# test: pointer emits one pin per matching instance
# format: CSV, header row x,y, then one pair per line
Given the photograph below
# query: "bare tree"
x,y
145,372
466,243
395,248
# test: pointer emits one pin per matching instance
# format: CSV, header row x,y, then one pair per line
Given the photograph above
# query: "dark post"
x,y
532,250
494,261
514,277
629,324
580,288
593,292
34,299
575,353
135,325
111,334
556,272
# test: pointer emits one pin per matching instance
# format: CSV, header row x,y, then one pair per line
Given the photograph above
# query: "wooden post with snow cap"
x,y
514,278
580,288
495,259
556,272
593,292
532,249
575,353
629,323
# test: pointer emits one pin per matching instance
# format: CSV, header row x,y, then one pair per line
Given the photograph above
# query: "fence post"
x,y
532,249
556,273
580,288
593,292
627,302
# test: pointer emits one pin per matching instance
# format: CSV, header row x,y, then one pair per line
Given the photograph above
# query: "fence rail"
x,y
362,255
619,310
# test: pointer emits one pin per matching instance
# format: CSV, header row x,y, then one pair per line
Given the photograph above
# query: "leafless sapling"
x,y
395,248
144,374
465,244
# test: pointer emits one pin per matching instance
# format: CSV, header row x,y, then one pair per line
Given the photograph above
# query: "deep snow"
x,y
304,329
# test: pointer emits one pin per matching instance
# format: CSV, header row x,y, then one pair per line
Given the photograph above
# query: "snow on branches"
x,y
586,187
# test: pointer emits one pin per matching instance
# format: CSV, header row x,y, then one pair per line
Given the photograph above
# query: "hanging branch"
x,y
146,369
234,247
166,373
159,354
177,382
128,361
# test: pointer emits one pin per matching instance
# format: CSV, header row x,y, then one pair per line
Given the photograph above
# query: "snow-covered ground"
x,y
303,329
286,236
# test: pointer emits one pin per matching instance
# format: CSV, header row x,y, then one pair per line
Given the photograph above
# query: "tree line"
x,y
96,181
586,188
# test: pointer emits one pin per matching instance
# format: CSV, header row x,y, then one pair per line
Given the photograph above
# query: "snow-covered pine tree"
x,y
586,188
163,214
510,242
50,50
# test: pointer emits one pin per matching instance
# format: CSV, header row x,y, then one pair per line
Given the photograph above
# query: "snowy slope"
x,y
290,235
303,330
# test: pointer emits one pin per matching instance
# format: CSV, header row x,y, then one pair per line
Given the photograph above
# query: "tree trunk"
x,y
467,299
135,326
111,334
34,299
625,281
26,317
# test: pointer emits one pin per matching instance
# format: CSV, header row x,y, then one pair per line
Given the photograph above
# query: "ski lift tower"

What the exercise asks: Give back each line of the material above exactly as it appears.

Response area:
# test: pointer emits one pin per matching instance
# format: CSV, header row x,y, then one pair per line
Given the photograph below
# query: "bare tree"
x,y
145,372
466,243
395,248
# test: pointer emits one pin per matching instance
# format: CSV, header row x,y, then one pair per line
Given the photograph above
# query: "dark post"
x,y
532,250
494,261
514,277
629,324
580,288
593,292
34,299
575,353
135,325
111,334
556,272
# test: pointer emits one pin per matching instance
# format: CSV, header row x,y, then one pair per line
Given the photograph above
# query: "wooden post with snow cap"
x,y
514,278
580,288
495,259
556,272
593,292
532,249
575,353
629,323
# test: pointer emits one pin per matching instance
# format: CSV, header row x,y, then one pair per line
Given the photograph above
# query: "fence post"
x,y
532,249
556,273
580,288
593,292
627,302
# test: pointer emits one pin per matching instance
# format: CSV, header row x,y, then one pair per line
Given the photograph above
# query: "fence rail"
x,y
362,255
619,310
# test: pointer emits one pin per matching instance
# format: CSV, header row x,y, then one pair per line
Given the photograph above
# query: "leafless sapling"
x,y
395,248
144,374
465,244
# test: pointer emits one pin per matching instance
# format: CSV, header row x,y, then one pair per line
Given the photograph above
# query: "deep snow"
x,y
304,329
# test: pointer emits one pin per matching instance
# format: CSV, header row x,y, then one pair per line
Given the photograph above
# query: "snow on branches"
x,y
586,187
# test: pointer emits one pin per matching instance
# format: CSV, header row x,y, then one pair per line
Given the photograph above
# query: "hanging branch"
x,y
146,369
234,247
166,373
159,354
177,382
128,361
# test: pointer emits one pin per matching instance
# format: CSV, header row x,y, then one pair per line
Given the photograph above
# query: "snow-covered ground"
x,y
303,329
286,236
# test: pointer emits one pin per matching instance
# format: CSV, header row x,y, then one pair per line
Given the photograph above
# query: "tree line"
x,y
96,181
586,188
# test: pointer emits one pin per matching instance
# format: CSV, header row x,y, then one pair per line
Given the photograph above
# query: "snow-covered pine tree"
x,y
586,188
163,214
510,242
50,50
# test: pointer emits one pin per matching instance
# format: CSV, header row x,y, then one pair per line
Given the photograph above
# query: "snowy slope"
x,y
290,235
303,330
# test: pointer emits one pin per matching instance
# format: CSV, header row x,y, then one pair per line
Given the photograph above
# query: "tree trunk"
x,y
467,299
135,326
111,334
34,299
625,281
26,317
# test: pointer emits one pin per matching instance
# format: CSV, header row x,y, then one pair per line
Given the photograph above
# query: "ski lift tower"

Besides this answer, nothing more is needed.